▶ [Problem details]:
Retype all of the listing exactly, with no pictures.

▶ [Records to process]:
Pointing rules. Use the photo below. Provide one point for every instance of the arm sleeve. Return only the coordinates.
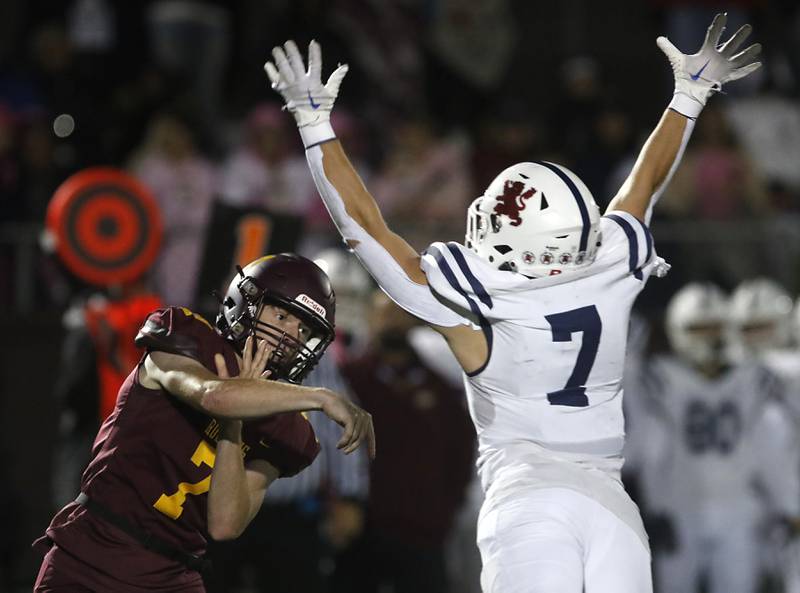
(687, 133)
(415, 298)
(639, 239)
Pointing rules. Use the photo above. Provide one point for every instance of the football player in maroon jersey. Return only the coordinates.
(201, 427)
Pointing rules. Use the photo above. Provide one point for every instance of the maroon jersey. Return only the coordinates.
(152, 460)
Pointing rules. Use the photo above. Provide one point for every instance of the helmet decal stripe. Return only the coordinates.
(578, 200)
(476, 285)
(633, 243)
(447, 271)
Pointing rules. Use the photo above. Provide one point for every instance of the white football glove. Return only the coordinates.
(699, 75)
(302, 90)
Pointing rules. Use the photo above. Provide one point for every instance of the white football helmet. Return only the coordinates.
(695, 323)
(537, 219)
(760, 319)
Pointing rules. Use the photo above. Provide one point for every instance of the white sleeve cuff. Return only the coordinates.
(685, 105)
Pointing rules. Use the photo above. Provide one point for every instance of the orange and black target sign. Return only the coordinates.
(106, 226)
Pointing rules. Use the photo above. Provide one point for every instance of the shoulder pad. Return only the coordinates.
(178, 330)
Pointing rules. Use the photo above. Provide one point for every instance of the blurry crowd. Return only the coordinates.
(440, 97)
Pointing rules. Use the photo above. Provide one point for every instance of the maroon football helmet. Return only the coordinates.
(293, 283)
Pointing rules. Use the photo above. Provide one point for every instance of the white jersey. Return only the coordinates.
(547, 405)
(728, 441)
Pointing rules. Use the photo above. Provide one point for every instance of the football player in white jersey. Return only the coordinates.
(727, 449)
(535, 308)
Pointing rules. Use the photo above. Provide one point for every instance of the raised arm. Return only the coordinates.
(393, 263)
(697, 77)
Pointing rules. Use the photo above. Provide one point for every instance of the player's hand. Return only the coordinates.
(701, 74)
(302, 90)
(253, 362)
(356, 422)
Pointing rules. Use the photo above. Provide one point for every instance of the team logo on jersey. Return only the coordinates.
(311, 304)
(512, 201)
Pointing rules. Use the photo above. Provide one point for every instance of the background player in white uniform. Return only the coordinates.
(535, 308)
(762, 327)
(725, 465)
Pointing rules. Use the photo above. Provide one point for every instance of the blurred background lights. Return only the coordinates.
(63, 125)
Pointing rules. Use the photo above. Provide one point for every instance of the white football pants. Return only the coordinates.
(556, 540)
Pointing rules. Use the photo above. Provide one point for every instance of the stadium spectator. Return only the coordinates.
(419, 482)
(184, 183)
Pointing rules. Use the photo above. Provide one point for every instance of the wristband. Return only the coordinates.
(314, 134)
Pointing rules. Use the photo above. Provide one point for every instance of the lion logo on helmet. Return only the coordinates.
(512, 201)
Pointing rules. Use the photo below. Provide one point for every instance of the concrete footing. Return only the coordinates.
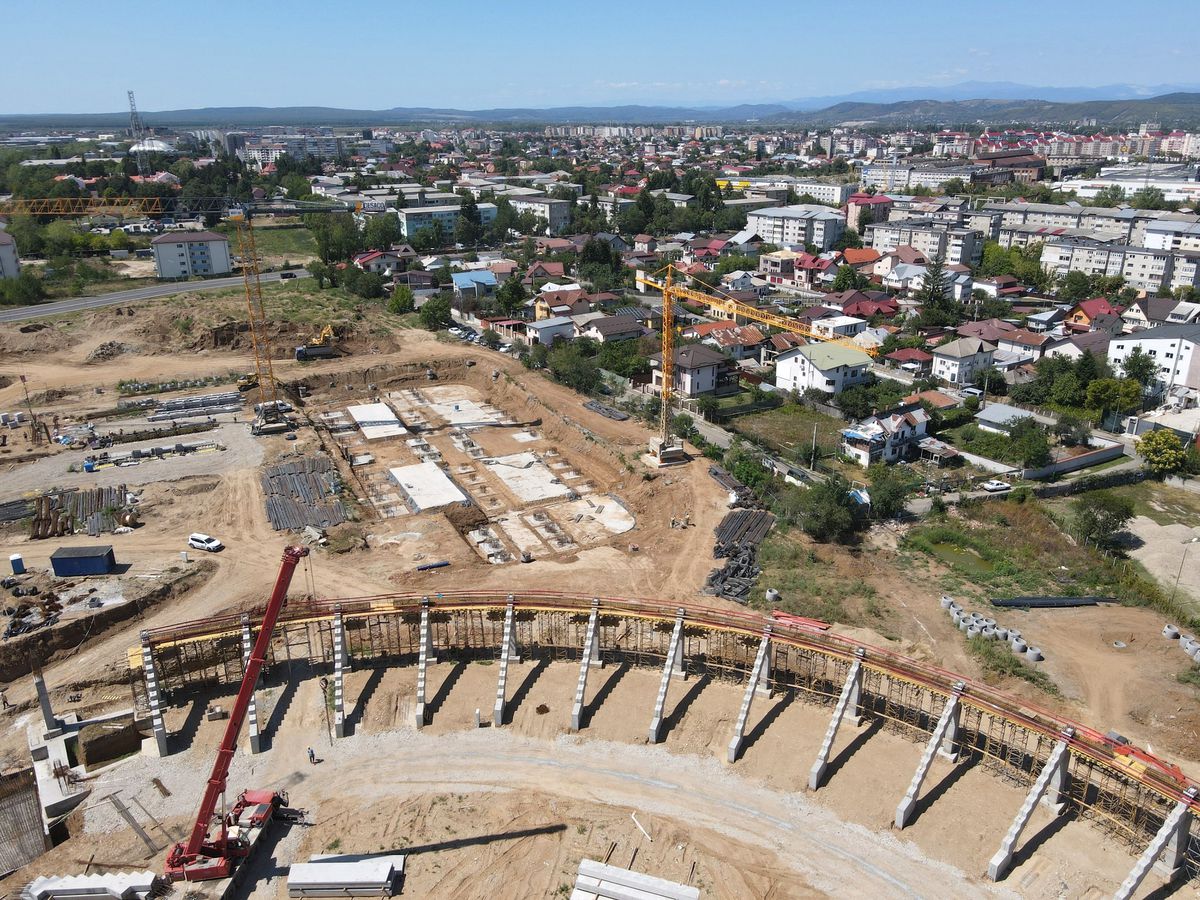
(508, 654)
(755, 684)
(1050, 785)
(942, 733)
(424, 657)
(1170, 844)
(672, 665)
(247, 645)
(847, 703)
(341, 660)
(591, 658)
(154, 695)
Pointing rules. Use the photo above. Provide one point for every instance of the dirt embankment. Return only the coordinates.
(49, 645)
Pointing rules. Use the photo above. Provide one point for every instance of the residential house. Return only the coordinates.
(1171, 347)
(886, 437)
(958, 361)
(607, 329)
(550, 304)
(839, 325)
(741, 342)
(185, 255)
(1084, 315)
(1026, 345)
(543, 271)
(827, 367)
(477, 283)
(1074, 346)
(697, 370)
(912, 360)
(547, 331)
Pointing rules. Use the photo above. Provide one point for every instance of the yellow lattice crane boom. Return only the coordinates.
(673, 291)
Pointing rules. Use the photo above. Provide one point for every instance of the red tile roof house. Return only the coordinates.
(911, 359)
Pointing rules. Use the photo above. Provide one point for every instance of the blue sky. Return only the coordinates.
(478, 54)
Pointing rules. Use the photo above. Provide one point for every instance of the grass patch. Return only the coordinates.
(999, 661)
(811, 587)
(1027, 555)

▶ [Answer]:
Pointing rules. Use the photo below. Provide one point for every instance of the arm sleeve. Return only the coordinates.
(687, 133)
(415, 298)
(639, 239)
Pointing rules. Use the photo above. Provide one point for every instance of the football player in maroon jersey. Return only the coordinates.
(201, 427)
Pointing rules. Use the photo above. Provide one point for every instance of the maroon jersey. Return only the coordinates.
(152, 460)
Pointing rules. Use the photo above. Provide one point for every instance of the helmet decal stripe. Return only the coordinates.
(578, 200)
(476, 285)
(633, 243)
(447, 271)
Pointing rules. Use the photo above. Provide one point for every instance of the white football glove. Return only the coordinates.
(699, 75)
(302, 90)
Pointing rules. Use the photo above. Provide one point for every instance of the white football helmet. Return only the coordinates.
(695, 323)
(537, 219)
(760, 319)
Pointing rules. Use the photo above. Provide one point for every instance of the white sleeve cuff. Return only the coordinates.
(685, 105)
Pointing rules. Use the photo above. Provide one point for every instance of the orange and black target sign. Return only the coordinates.
(106, 226)
Pointing rules. Use the photo above. Provide one point for every instance of the shoulder pad. Return only the coordinates.
(178, 330)
Pointing rules. Use the photo above. Provide one point for every instance of the blurry crowd. Return only the coordinates.
(440, 97)
Pointing rules. Use the photo above. Provide one point for every instance of the maroon football helmet. Return only the coordinates.
(293, 283)
Pointing rules. Use the photo above. Provide one point for every instance of the white jersey. Return only the coordinates.
(547, 405)
(728, 441)
Pointing rules. Use the photo above. Provide one point for every instance of the football player in white jersey. Return only the coordinates.
(727, 449)
(535, 308)
Pointing rules. Use the photo above. Provide one point for every instance of the raised arm. Return only the coordinates.
(393, 263)
(697, 77)
Pointing rules. Use the photo above. Provide one point for every instance of the player's hand. Return only the coordinates.
(701, 74)
(302, 90)
(253, 362)
(356, 422)
Pointing rules. Use the photo above. Provide one point for every instance of the team logo on jersey. Return only the coordinates.
(311, 304)
(512, 201)
Pointing rules. Use the photo above. Provide one point for every instance of the background player in white uniform. Return only the coordinates.
(535, 308)
(762, 327)
(725, 465)
Pointing rules. Use the photo above. Provide one point for every instance of the blurred background lights. Return only the coordinates.
(63, 125)
Pointing rules. Use the photo above. Provide one point for every instance of the white football pants. Return only the coordinates.
(556, 540)
Pointing rules. Use the photo above. Provide one point for every instance of the stadium spectator. Return only the coordinates.
(419, 482)
(184, 183)
Pointing rules. Use the photo above. Provide one point for every instance of the wristband. Return only the coordinates.
(314, 134)
Pointing rules. Use the photo above. Provide one point for every instance of the lion logo on helmet. Return only the coordinates.
(512, 201)
Pointing rules. Use the photo below. Provide one point for every instance of the concrete footing. Return only the coordinates.
(508, 654)
(755, 684)
(1050, 785)
(942, 733)
(424, 657)
(1170, 844)
(672, 665)
(247, 645)
(847, 703)
(341, 660)
(591, 658)
(154, 695)
Pointing rules. Use the photo above. Provide one point for every instance of the dirt embankment. Return only the coordinates.
(49, 645)
Pointing rules. Use the photo above. Provide one point for every instance of the residential house. Return only the coordinates.
(1171, 347)
(886, 437)
(958, 361)
(607, 329)
(550, 304)
(839, 325)
(741, 342)
(185, 255)
(1084, 315)
(1026, 345)
(543, 271)
(827, 367)
(477, 283)
(1074, 346)
(697, 370)
(912, 360)
(547, 331)
Pointing rules. Use the photo above. Provide one point for every instance of the yellow lattice crane boom. Return only the coordinates.
(673, 291)
Pointing rules. Use the photo above. Provide one point for every instance of the red tile roof house. Return only the coordinates.
(911, 359)
Pointing rules. Use the photo above. Provide one point for every instance of the blue sky. Return only the coordinates.
(478, 54)
Pointing rules. Use the photo above. Provide one point for every instance of the grass patch. Return only the coordinates.
(999, 661)
(811, 587)
(1027, 555)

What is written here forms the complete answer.